_To do_: Repeat each line exactly as it is written.
========================================
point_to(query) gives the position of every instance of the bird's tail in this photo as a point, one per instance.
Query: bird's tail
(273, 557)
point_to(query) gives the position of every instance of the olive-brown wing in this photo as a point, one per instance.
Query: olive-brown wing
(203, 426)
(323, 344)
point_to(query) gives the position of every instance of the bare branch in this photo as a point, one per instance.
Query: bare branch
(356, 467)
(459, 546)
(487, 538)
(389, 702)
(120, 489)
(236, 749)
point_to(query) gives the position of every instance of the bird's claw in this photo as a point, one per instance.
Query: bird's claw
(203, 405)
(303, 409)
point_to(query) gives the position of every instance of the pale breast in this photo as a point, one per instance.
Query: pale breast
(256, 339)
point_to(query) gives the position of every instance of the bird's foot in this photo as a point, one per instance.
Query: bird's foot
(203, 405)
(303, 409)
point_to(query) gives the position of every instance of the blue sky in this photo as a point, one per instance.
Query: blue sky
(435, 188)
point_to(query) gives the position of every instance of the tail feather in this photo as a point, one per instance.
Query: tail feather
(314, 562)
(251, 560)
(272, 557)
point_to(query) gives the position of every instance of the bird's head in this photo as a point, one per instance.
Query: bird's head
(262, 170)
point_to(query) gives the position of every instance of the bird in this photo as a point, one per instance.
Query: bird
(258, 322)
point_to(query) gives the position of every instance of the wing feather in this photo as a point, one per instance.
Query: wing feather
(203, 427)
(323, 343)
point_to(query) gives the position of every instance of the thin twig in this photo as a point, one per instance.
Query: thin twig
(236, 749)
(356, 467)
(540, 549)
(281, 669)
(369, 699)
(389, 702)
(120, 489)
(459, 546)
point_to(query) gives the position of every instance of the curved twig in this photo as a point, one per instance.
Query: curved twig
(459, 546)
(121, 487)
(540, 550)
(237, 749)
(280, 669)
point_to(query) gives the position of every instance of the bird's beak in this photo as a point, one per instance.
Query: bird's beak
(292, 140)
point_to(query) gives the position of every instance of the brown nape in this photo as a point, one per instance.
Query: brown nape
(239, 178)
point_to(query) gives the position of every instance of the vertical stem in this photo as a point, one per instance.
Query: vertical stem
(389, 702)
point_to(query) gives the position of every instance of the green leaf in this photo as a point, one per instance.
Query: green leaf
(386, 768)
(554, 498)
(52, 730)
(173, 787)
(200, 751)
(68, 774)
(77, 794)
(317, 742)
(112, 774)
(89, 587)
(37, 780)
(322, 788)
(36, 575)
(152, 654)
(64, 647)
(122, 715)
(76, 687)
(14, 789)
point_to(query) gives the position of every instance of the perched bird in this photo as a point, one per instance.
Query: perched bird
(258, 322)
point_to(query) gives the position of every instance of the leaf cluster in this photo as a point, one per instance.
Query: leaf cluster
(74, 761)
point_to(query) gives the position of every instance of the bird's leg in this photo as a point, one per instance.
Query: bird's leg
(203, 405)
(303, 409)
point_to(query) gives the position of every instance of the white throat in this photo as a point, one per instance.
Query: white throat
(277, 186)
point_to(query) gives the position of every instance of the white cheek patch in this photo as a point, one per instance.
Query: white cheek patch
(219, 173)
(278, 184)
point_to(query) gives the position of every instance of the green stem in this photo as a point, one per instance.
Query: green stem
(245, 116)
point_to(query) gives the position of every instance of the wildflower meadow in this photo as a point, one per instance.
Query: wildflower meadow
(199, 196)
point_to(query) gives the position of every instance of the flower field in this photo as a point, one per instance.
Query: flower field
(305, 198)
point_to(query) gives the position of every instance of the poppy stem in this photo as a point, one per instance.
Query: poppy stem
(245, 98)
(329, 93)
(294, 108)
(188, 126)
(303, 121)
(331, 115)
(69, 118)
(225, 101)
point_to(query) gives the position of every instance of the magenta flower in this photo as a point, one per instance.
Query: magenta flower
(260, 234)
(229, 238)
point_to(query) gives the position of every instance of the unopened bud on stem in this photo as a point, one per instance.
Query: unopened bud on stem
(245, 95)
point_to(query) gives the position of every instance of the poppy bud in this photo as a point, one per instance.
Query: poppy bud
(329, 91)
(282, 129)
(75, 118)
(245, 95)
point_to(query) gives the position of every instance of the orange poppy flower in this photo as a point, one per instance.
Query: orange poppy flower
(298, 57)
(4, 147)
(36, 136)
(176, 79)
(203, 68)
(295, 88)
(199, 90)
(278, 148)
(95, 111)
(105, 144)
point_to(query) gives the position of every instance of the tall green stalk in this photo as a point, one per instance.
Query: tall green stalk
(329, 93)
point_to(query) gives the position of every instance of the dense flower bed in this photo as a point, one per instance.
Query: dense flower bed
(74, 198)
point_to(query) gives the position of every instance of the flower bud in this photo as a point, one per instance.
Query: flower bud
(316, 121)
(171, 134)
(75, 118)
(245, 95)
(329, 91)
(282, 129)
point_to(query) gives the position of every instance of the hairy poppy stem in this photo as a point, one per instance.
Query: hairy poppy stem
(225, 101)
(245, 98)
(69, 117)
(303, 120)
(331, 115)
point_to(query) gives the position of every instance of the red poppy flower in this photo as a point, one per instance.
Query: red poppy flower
========================================
_Solution for this task_:
point_to(query) gives the position of every instance of the bird's tail in this photo as a point, one per instance.
Query: bird's tail
(273, 557)
point_to(query) gives the position of every instance of the olive-brown wing in this photo as a point, one per instance.
Query: olive-brown wing
(203, 426)
(323, 344)
point_to(query) gives the position of every instance of the bare branch in this photo as a point, one per instance.
Query: bare branch
(356, 467)
(459, 546)
(487, 538)
(389, 702)
(120, 489)
(236, 749)
point_to(query) gives the position of every instance of the bird's claw in this photo as a point, one per instance.
Query: bird's claw
(203, 405)
(303, 409)
point_to(query) gives the position of every instance of the pale breast in this photo as a point, one per instance.
Query: pale breast
(256, 339)
point_to(query) gives the position of every instance of the bird's foot in this photo as a point, one per instance.
Query: bird's foot
(203, 405)
(303, 409)
point_to(query) gives the position of every instance of the blue sky in this photo as a point, one per instance.
Query: blue sky
(435, 188)
point_to(query) gives the position of every instance of the tail feather in this photo as a point, one per instance.
Query: tail feather
(314, 562)
(251, 560)
(272, 557)
point_to(query) gives the position of every instance of the bird's head in this photo as a point, one per instance.
Query: bird's head
(262, 170)
point_to(query) gives the position of every instance of the bird in this photo as a point, one per instance.
Query: bird
(258, 322)
point_to(query) gives the position of every instance of the wing feather in this photo as a point, one per instance.
Query: wing feather
(203, 427)
(323, 343)
point_to(query) gives the position of every instance of the thin twig in this photo as a point, one per instance.
Query: thin twig
(236, 749)
(356, 467)
(540, 549)
(281, 669)
(369, 699)
(389, 702)
(120, 489)
(459, 546)
point_to(query) gives the position of every instance of the curved twig in this photo as a point, one per instance.
Query: curved twig
(459, 546)
(121, 487)
(540, 550)
(237, 749)
(280, 669)
point_to(query) gives the position of every instance of the bird's beak in this photo as a point, one per instance.
Query: bird's beak
(292, 140)
point_to(query) gives the position of every instance of the brown nape in this photo as a point, one per instance.
Query: brown nape
(239, 178)
point_to(query) gives the position of every instance of the vertical stem in this photo as a point, one per instance.
Query: vertical stem
(389, 702)
point_to(query) gives the position of every instance of the green leaf in this photo as a point, one per instance.
Query: green leaf
(386, 768)
(554, 498)
(52, 730)
(173, 787)
(200, 751)
(68, 774)
(77, 794)
(317, 742)
(112, 774)
(89, 587)
(37, 780)
(322, 788)
(36, 575)
(152, 654)
(64, 647)
(122, 715)
(76, 687)
(14, 789)
point_to(query) gives the position of every instance of the perched bird in this photo as a point, one per instance.
Query: perched bird
(258, 322)
point_to(query) gives the position of every instance of the leaf cluster in this photo as a point, one per instance.
Query: leaf cluster
(74, 761)
point_to(query) gives the position of every instance of the bird's leg in this photo as a point, one per instance.
Query: bird's leg
(203, 405)
(303, 409)
point_to(query) gives the position of every instance of the white throat in this photo as a point, one per instance.
Query: white throat
(277, 186)
point_to(query) gives the position of every instance of the white cheek patch in this photo as a point, one per instance.
Query: white cheek patch
(219, 173)
(278, 184)
point_to(query) gives the position of every instance of the green stem in this photo as a point, one per instance.
Query: green stem
(245, 116)
point_to(query) gives the position of every instance of the wildflower meadow in this photo as a point, one per instance.
Query: wildflower meadow
(199, 196)
point_to(query) gives the position of every instance of the flower field in this photo as a point, one per instance.
Query: flower field
(305, 198)
point_to(query) gives the position of every instance of the poppy stem in this photo as a point, one per instance.
Query: poppy stem
(245, 98)
(329, 93)
(294, 108)
(188, 126)
(303, 121)
(331, 115)
(69, 118)
(225, 101)
point_to(query) gives the position of every instance of the magenta flower in this photo as a point, one per instance.
Query: magenta flower
(260, 234)
(229, 238)
point_to(query) gives the position of every instance of the unopened bud on stem in this photo as a point, one per instance.
Query: unopened bud on stem
(245, 95)
point_to(query) gives the position of every instance of the poppy bud in this photo as a point, one per instance.
Query: poppy bud
(329, 91)
(282, 129)
(75, 118)
(245, 95)
point_to(query) gives the position of every instance of the orange poppy flower in this photo as a point, one per instance.
Query: orange poppy flower
(298, 57)
(4, 147)
(36, 136)
(176, 79)
(203, 68)
(295, 88)
(199, 90)
(278, 148)
(95, 111)
(105, 144)
point_to(query) gives the position of every instance of the tall green stalk in this photo as a point, one per instance.
Query: tall green stalk
(329, 93)
point_to(query) gives the position of every instance of the dense flower bed in this photo as a point, one per instance.
Query: dense flower bed
(74, 198)
point_to(query) gives the position of every instance of the flower bud in this photo as a point, one per instance.
Query: flower bud
(316, 121)
(171, 134)
(75, 118)
(245, 95)
(329, 91)
(282, 129)
point_to(query) gives the position of every instance of the hairy poppy stem in this photo as a point, one per instance.
Query: hairy poppy stem
(225, 101)
(245, 98)
(69, 117)
(303, 120)
(331, 115)
point_to(query) gives the position of every instance of the red poppy flower in this photo as a point, one per instance.
Query: red poppy flower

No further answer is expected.